***** SOURCE MATERIAL *****

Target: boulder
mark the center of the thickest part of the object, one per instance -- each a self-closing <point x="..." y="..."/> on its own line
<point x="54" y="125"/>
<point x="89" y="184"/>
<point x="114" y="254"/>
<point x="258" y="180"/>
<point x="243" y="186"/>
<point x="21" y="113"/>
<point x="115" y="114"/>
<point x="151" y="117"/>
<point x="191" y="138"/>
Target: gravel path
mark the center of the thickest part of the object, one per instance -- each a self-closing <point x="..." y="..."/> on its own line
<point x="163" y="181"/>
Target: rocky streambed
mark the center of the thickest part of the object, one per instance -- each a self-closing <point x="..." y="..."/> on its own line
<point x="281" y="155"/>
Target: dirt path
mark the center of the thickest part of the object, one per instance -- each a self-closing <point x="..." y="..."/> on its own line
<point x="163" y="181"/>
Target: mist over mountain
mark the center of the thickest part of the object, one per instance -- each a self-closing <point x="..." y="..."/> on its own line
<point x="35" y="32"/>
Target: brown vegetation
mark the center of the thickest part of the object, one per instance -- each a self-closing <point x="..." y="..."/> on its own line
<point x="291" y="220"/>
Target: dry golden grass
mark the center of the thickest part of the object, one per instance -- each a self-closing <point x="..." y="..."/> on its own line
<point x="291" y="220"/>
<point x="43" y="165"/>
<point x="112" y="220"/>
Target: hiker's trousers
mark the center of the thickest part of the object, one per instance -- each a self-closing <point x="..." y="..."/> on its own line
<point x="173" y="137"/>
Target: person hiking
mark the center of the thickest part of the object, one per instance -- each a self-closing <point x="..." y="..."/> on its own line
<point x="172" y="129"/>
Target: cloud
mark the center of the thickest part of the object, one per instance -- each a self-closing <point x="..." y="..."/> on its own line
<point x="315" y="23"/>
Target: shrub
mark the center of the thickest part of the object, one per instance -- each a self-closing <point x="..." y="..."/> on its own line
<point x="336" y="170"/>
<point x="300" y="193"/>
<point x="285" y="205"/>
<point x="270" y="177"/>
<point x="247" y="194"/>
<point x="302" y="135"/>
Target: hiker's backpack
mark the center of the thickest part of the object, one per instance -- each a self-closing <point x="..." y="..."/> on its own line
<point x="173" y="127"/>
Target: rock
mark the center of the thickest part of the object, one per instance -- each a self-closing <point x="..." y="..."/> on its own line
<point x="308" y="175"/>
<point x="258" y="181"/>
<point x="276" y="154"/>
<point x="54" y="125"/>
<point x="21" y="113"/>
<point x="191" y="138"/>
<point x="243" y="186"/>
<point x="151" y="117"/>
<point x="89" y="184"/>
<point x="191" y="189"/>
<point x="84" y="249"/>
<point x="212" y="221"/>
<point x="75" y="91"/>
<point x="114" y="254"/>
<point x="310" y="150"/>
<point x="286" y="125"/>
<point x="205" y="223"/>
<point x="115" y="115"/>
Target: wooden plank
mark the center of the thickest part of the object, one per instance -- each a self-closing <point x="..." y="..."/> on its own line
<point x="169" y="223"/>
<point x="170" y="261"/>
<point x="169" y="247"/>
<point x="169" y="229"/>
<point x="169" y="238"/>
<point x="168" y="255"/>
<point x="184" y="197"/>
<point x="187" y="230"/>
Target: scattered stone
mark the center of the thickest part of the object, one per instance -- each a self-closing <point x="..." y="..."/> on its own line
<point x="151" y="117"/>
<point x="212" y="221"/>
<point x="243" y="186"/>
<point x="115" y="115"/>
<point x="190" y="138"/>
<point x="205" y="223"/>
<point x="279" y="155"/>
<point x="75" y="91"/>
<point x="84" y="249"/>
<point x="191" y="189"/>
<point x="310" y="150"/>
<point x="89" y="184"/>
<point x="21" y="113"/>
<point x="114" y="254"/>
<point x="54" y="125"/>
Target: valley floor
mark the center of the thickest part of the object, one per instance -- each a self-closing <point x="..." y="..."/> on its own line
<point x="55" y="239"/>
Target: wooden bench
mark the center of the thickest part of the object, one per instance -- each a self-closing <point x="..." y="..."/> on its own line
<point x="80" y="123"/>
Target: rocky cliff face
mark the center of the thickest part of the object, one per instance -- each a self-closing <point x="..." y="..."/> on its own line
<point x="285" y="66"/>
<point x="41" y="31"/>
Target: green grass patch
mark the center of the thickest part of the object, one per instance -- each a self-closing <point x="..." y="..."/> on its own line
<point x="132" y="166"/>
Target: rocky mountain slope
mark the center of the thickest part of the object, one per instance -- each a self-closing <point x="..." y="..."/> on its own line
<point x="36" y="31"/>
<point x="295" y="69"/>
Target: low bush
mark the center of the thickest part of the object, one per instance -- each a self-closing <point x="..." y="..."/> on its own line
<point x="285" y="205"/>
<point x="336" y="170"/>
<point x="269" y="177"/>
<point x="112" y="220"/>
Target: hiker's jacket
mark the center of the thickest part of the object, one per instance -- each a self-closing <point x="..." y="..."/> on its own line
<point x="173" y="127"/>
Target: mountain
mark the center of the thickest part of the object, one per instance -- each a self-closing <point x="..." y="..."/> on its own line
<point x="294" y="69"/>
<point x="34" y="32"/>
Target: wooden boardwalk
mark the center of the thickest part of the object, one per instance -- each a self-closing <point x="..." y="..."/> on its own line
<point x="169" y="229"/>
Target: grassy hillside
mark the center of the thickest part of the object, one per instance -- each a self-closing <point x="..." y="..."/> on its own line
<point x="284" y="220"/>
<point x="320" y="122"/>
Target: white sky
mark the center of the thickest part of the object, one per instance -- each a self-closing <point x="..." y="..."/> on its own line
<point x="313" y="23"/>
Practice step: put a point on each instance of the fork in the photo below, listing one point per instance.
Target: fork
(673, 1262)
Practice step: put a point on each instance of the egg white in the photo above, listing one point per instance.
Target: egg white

*****

• [OBJECTIVE]
Rewrite these lines as a Markdown table with the columns Number and Line, one row per line, skipping blank lines.

• [REPLY]
| Number | Line |
|---|---|
| 1 | Target: boulder |
| 2 | mark the center of the thickest part of the object, one per instance -- each a self-closing <point x="..." y="..."/> on its own line |
| 3 | <point x="54" y="125"/> |
| 4 | <point x="89" y="184"/> |
| 5 | <point x="114" y="254"/> |
| 6 | <point x="258" y="180"/> |
| 7 | <point x="243" y="186"/> |
| 8 | <point x="21" y="113"/> |
| 9 | <point x="115" y="114"/> |
| 10 | <point x="151" y="117"/> |
| 11 | <point x="191" y="138"/> |
| 12 | Target: gravel path |
| 13 | mark the center of the thickest part of the object, one per instance -- each a self-closing <point x="..." y="..."/> on its own line |
| 14 | <point x="163" y="181"/> |
| 15 | Target: rocky streambed |
| 16 | mark the center of the thickest part of the object, one per instance -- each a self-closing <point x="..." y="..."/> on its own line |
| 17 | <point x="281" y="155"/> |
| 18 | Target: dirt path |
| 19 | mark the center of the thickest part of the object, one per instance -- each a self-closing <point x="..." y="..."/> on its own line |
| 20 | <point x="163" y="181"/> |
| 21 | Target: mist over mountain |
| 22 | mark the center of the thickest part of the object, one per instance -- each a self-closing <point x="..." y="..."/> on its own line |
| 23 | <point x="35" y="32"/> |
| 24 | Target: brown vegetation |
| 25 | mark the center of the thickest part of the object, one per instance -- each a self-closing <point x="..." y="..."/> on its own line |
| 26 | <point x="291" y="220"/> |
| 27 | Target: dry golden grass |
| 28 | mark the center of the thickest part of the object, one per instance -- each a self-closing <point x="..." y="..."/> on its own line |
| 29 | <point x="291" y="220"/> |
| 30 | <point x="43" y="165"/> |
| 31 | <point x="112" y="220"/> |
| 32 | Target: hiker's trousers |
| 33 | mark the center of the thickest part of the object, one per instance -- each a self-closing <point x="..." y="..."/> on its own line |
| 34 | <point x="173" y="137"/> |
| 35 | Target: person hiking |
| 36 | mark the center of the thickest part of the object, one per instance -- each a self-closing <point x="..." y="..."/> on its own line |
| 37 | <point x="172" y="129"/> |
| 38 | Target: cloud |
| 39 | mark the center of the thickest part of the object, one per instance -- each a self-closing <point x="..." y="..."/> on its own line |
| 40 | <point x="315" y="23"/> |
| 41 | Target: shrub |
| 42 | mark the center of the thickest part of the object, one per instance -- each a self-closing <point x="..." y="..."/> on its own line |
| 43 | <point x="336" y="170"/> |
| 44 | <point x="300" y="193"/> |
| 45 | <point x="285" y="205"/> |
| 46 | <point x="270" y="177"/> |
| 47 | <point x="247" y="194"/> |
| 48 | <point x="302" y="135"/> |
| 49 | Target: hiker's backpack |
| 50 | mark the center of the thickest part of the object, one per instance -- each a self-closing <point x="..." y="..."/> on its own line |
| 51 | <point x="173" y="127"/> |
| 52 | Target: rock |
| 53 | mark the center of the thickest part of the object, one per instance -- each a self-closing <point x="..." y="..."/> on its own line |
| 54 | <point x="308" y="175"/> |
| 55 | <point x="258" y="181"/> |
| 56 | <point x="276" y="154"/> |
| 57 | <point x="54" y="125"/> |
| 58 | <point x="21" y="113"/> |
| 59 | <point x="191" y="138"/> |
| 60 | <point x="243" y="186"/> |
| 61 | <point x="151" y="117"/> |
| 62 | <point x="89" y="184"/> |
| 63 | <point x="191" y="189"/> |
| 64 | <point x="84" y="249"/> |
| 65 | <point x="212" y="221"/> |
| 66 | <point x="75" y="91"/> |
| 67 | <point x="114" y="254"/> |
| 68 | <point x="310" y="150"/> |
| 69 | <point x="286" y="125"/> |
| 70 | <point x="205" y="223"/> |
| 71 | <point x="115" y="115"/> |
| 72 | Target: wooden plank |
| 73 | mark the center of the thickest part of the object, one per instance -- each a self-closing <point x="..." y="..."/> on its own line |
| 74 | <point x="169" y="223"/> |
| 75 | <point x="170" y="261"/> |
| 76 | <point x="169" y="247"/> |
| 77 | <point x="169" y="229"/> |
| 78 | <point x="169" y="238"/> |
| 79 | <point x="168" y="255"/> |
| 80 | <point x="184" y="197"/> |
| 81 | <point x="187" y="230"/> |
| 82 | Target: scattered stone |
| 83 | mark the center of the thickest part of the object, one per instance -- each a self-closing <point x="..." y="..."/> on its own line |
| 84 | <point x="151" y="117"/> |
| 85 | <point x="212" y="221"/> |
| 86 | <point x="243" y="186"/> |
| 87 | <point x="115" y="115"/> |
| 88 | <point x="190" y="138"/> |
| 89 | <point x="205" y="223"/> |
| 90 | <point x="279" y="155"/> |
| 91 | <point x="75" y="91"/> |
| 92 | <point x="84" y="249"/> |
| 93 | <point x="191" y="189"/> |
| 94 | <point x="310" y="150"/> |
| 95 | <point x="89" y="184"/> |
| 96 | <point x="21" y="113"/> |
| 97 | <point x="114" y="254"/> |
| 98 | <point x="54" y="125"/> |
| 99 | Target: valley floor |
| 100 | mark the center of the thickest part of the object, one per instance -- each a self-closing <point x="..." y="..."/> on its own line |
| 101 | <point x="55" y="239"/> |
| 102 | Target: wooden bench |
| 103 | mark the center of the thickest part of the object, one per instance -- each a self-closing <point x="..." y="..."/> on its own line |
| 104 | <point x="80" y="123"/> |
| 105 | Target: rocky cliff face |
| 106 | mark the center of the thickest part of the object, one per instance -- each a self-closing <point x="..." y="..."/> on its own line |
| 107 | <point x="285" y="66"/> |
| 108 | <point x="41" y="31"/> |
| 109 | Target: green grass patch |
| 110 | mark the center of the thickest part of the object, one per instance -- each a self-closing <point x="..." y="..."/> on its own line |
| 111 | <point x="132" y="166"/> |
| 112 | Target: rocky mountain slope |
| 113 | mark the center of the thickest part of the object, one per instance -- each a self-closing <point x="..." y="..."/> on its own line |
| 114 | <point x="36" y="31"/> |
| 115 | <point x="295" y="69"/> |
| 116 | Target: low bush |
| 117 | mark the center of the thickest part of the object, one per instance -- each a self-closing <point x="..." y="..."/> on its own line |
| 118 | <point x="285" y="205"/> |
| 119 | <point x="336" y="170"/> |
| 120 | <point x="269" y="177"/> |
| 121 | <point x="112" y="220"/> |
| 122 | Target: hiker's jacket |
| 123 | mark the center of the thickest part of the object, one per instance -- each a self-closing <point x="..." y="..."/> on its own line |
| 124 | <point x="173" y="127"/> |
| 125 | Target: mountain |
| 126 | mark the center of the thickest part of the object, one per instance -- each a self-closing <point x="..." y="..."/> on its own line |
| 127 | <point x="294" y="69"/> |
| 128 | <point x="34" y="32"/> |
| 129 | Target: wooden boardwalk |
| 130 | mark the center of the thickest part of the object, one per instance -- each a self-closing <point x="..." y="..."/> on its own line |
| 131 | <point x="169" y="229"/> |
| 132 | Target: grassy hillside |
| 133 | mark the center of the thickest part of the object, one per instance -- each a self-closing <point x="..." y="..."/> on its own line |
| 134 | <point x="284" y="220"/> |
| 135 | <point x="320" y="122"/> |
| 136 | Target: white sky |
| 137 | mark the center of the thickest part of the object, one per instance -- each a self-closing <point x="..." y="..."/> on its own line |
| 138 | <point x="313" y="23"/> |
| 139 | Practice step: put a point on each instance of the fork in the photo below, listing one point per instance. |
| 140 | Target: fork |
| 141 | (673, 1262) |
| 142 | Practice step: put a point on each instance of the egg white in the photo above, listing one point per instance. |
| 143 | Target: egg white |